◆ Directions for this task: Copy the following data verbatim, reproducing every line without any change.

━━━━━ Given information

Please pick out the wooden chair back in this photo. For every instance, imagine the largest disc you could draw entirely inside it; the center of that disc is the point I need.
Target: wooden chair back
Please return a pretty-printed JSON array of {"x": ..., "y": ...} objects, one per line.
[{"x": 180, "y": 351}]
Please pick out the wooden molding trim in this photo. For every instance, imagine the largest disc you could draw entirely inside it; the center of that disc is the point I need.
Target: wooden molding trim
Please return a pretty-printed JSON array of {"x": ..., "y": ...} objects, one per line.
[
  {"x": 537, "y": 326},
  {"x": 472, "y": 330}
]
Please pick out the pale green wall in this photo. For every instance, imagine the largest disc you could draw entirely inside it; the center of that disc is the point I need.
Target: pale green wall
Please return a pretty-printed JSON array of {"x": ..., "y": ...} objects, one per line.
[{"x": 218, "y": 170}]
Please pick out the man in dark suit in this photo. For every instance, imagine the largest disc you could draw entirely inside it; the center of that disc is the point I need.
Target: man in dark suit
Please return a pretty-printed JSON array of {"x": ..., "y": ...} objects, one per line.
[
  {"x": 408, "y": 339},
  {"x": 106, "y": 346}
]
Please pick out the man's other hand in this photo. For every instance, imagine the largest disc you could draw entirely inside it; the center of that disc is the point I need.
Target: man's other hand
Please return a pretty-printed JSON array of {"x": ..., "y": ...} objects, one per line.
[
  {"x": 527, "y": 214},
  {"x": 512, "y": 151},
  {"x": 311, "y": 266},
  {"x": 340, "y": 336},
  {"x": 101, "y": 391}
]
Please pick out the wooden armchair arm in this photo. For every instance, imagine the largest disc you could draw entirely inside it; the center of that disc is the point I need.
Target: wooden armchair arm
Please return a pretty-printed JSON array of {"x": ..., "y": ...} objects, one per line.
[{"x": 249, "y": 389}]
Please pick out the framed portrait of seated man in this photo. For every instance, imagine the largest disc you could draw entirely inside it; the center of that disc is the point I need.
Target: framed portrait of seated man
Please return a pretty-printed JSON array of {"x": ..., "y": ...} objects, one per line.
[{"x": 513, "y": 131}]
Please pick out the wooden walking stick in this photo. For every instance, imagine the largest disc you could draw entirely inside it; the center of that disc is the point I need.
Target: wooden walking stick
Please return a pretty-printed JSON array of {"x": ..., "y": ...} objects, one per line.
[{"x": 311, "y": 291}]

━━━━━━━━━━

◆ Complete output:
Please pick out the wooden chair back in this photo. For every instance, imagine the largest disc you could draw entirely inside it; the center of that disc is the point I need.
Target: wooden chair back
Please return a pretty-printed JSON array of {"x": ..., "y": ...} objects, one per line.
[{"x": 180, "y": 351}]
Please pick out the wooden molding trim in this photo. For every instance, imagine the largest disc you could draw entirely inside it; the center of that disc is the point I need.
Target: wooden molding trim
Please return a pretty-printed JSON array of {"x": ..., "y": ...} objects, one per line.
[
  {"x": 537, "y": 326},
  {"x": 472, "y": 330}
]
Please pick out the pale green wall in this photo. For every instance, imagine the largest disc you could draw entirely inside it; the center of that disc is the point I need.
Target: pale green wall
Please return a pretty-printed JSON array of {"x": ..., "y": ...} objects, one per line.
[{"x": 218, "y": 170}]
Please pick out the man in dark suit in this photo. For every instance, imagine the largest disc you could draw entirely inside it; the center of that disc is the point I need.
Target: man in dark suit
Please return a pretty-printed JSON array of {"x": ..., "y": ...} objects, one per line.
[
  {"x": 408, "y": 339},
  {"x": 106, "y": 346}
]
Please pick out the man's other hand in this photo. For every instance, imagine the largest disc you could draw entirely inside it; the center of that disc is the point I need.
Target: man's other hand
Please return a pretty-printed JSON array of {"x": ..., "y": ...} objects, one per line.
[
  {"x": 527, "y": 214},
  {"x": 512, "y": 151},
  {"x": 311, "y": 266},
  {"x": 340, "y": 336},
  {"x": 101, "y": 391}
]
Please pick out the wooden armchair arm in this photo. For every instance, imagine the largest disc you could draw entirely inside it; the center of that disc is the point I need.
Target: wooden armchair arm
Please return a pretty-printed JSON array of {"x": ..., "y": ...} objects, one per line.
[{"x": 249, "y": 389}]
Please pick out the framed portrait of seated man in this photo. For every instance, imagine the largest disc you could draw entirely inside it; the center of that disc is the point I need.
Target: framed portrait of seated man
Please return a pretty-printed JSON array of {"x": ..., "y": ...} objects, one per line.
[{"x": 513, "y": 131}]
Please pick out the wooden walking stick in this photo. For every instance, imagine the largest disc you could draw entirely inside it; the center of that disc is the point I need.
Target: wooden walking stick
Please return a pretty-printed JSON array of {"x": ..., "y": ...} objects, one per line.
[{"x": 311, "y": 291}]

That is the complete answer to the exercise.